*Task:* Repeat the entries exactly, keeping every line as it is.

*Exercise inputs:*
····················

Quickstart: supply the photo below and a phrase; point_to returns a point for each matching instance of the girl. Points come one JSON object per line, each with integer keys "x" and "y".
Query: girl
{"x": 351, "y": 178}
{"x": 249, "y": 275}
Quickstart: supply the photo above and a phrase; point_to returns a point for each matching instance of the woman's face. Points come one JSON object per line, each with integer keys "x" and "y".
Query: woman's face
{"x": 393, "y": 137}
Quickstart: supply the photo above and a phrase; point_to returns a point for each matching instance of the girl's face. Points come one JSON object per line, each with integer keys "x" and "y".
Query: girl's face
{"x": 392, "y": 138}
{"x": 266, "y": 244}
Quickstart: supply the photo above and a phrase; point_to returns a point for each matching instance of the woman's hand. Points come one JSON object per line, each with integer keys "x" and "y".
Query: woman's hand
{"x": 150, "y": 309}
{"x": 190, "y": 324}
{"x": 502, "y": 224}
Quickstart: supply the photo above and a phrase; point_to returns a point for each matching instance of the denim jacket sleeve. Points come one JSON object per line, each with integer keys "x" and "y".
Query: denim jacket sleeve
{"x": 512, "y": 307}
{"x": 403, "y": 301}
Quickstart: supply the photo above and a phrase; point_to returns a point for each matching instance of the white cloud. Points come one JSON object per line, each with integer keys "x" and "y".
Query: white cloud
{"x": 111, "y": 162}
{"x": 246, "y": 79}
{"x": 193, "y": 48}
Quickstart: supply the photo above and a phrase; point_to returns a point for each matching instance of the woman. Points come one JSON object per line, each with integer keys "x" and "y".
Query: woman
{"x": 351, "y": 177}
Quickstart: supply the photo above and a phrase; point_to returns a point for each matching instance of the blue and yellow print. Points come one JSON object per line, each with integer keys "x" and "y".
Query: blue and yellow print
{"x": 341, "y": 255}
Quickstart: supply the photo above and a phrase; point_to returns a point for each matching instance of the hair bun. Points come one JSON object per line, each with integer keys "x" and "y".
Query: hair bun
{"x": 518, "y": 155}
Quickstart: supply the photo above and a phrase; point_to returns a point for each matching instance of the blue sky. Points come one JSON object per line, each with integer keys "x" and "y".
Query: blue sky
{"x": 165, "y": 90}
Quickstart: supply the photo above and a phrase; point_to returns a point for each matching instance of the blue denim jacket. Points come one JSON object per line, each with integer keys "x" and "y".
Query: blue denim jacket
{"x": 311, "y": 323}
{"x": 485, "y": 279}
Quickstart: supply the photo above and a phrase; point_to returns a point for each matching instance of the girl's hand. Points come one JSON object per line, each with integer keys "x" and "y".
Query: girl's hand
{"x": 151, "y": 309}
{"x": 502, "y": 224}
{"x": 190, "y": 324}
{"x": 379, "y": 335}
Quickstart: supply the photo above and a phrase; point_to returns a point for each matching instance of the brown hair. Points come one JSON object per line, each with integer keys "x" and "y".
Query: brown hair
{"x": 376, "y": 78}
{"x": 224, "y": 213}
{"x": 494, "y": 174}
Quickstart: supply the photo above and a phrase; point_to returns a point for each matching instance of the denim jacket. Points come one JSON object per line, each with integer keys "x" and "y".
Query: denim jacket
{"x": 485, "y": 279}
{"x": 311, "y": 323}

····················

*Task output:*
Quickstart: supply the photo below and a phrase; point_to returns a point for each matching instance of the girl. Points come one JSON object per line, each with integer keys "x" and "y".
Query: girl
{"x": 351, "y": 178}
{"x": 249, "y": 275}
Quickstart: supply the photo above and a phrase; point_to returns a point for each matching instance of the woman's face. Points come one JSON object per line, each with integer keys "x" and "y".
Query: woman's face
{"x": 393, "y": 137}
Quickstart: supply the photo above and a phrase; point_to returns a point for each matching instance of the girl's face. Points come one JSON object per line, each with integer keys "x" and "y".
Query: girl's face
{"x": 392, "y": 138}
{"x": 266, "y": 244}
Quickstart: supply the photo above and a phrase; point_to returns a point for each matching instance of the woman's hand. Points come one JSON object per line, each with integer keys "x" and "y".
Query: woman's hand
{"x": 150, "y": 309}
{"x": 190, "y": 324}
{"x": 502, "y": 224}
Quickstart: supply the photo above and a phrase; point_to returns a point for each matching instance of the denim jacket sleeve. Points come one JSON object per line, each with integer keys "x" and "y".
Query: denim jacket sleeve
{"x": 512, "y": 307}
{"x": 403, "y": 301}
Quickstart: supply the photo above and a phrase; point_to returns a point for each matching instance of the white cloud. Points come one JSON object per line, each with integer keys "x" and "y".
Query: white cloud
{"x": 111, "y": 162}
{"x": 246, "y": 79}
{"x": 193, "y": 48}
Quickstart: supply the photo above and a phrase; point_to returns a point for each matching instance of the woman. Points come one JSON object per line, each with integer keys "x" and "y".
Query: woman
{"x": 351, "y": 177}
Quickstart: supply the photo above and a phrase; point_to returns a point for each matching instance of the blue and yellow print. Points come one JSON object per line, each with integer keys "x" and "y".
Query: blue and yellow print
{"x": 341, "y": 255}
Quickstart: supply the photo above and a phrase; point_to returns a point for each matching instance of the hair bun. Points come one JSON object per line, each with integer keys "x" and "y".
Query: hair bun
{"x": 518, "y": 155}
Quickstart: supply the photo above and a phrase; point_to returns a point for each matching instance of the blue sky. Points come one JSON object per line, each with integer keys "x" and "y".
Query: blue sky
{"x": 165, "y": 90}
Quickstart: supply the photo above and a phrase; point_to returns a point for each matching instance of the blue denim jacket. Points come one JSON object per line, each with integer keys "x" and "y".
Query: blue denim jacket
{"x": 311, "y": 323}
{"x": 485, "y": 279}
Quickstart: supply the photo above and a phrase; point_to returns a point for each matching instance of the girl's hand. Points come one JSON object per line, each with integer keys "x" and "y".
Query: girl's hand
{"x": 151, "y": 309}
{"x": 502, "y": 224}
{"x": 190, "y": 324}
{"x": 379, "y": 335}
Quickstart: supply the photo above and a phrase; point_to returns a point for each matching instance of the brown hair. Points come one JSON object per line, each with integer keys "x" and "y".
Query: brown hair
{"x": 376, "y": 78}
{"x": 224, "y": 213}
{"x": 494, "y": 174}
Quickstart: supply the photo above and a phrase; point_to returns a point for each matching instance of the denim jacket. Points come one JSON object per line, each with integer keys "x" and "y".
Query: denim jacket
{"x": 485, "y": 279}
{"x": 311, "y": 323}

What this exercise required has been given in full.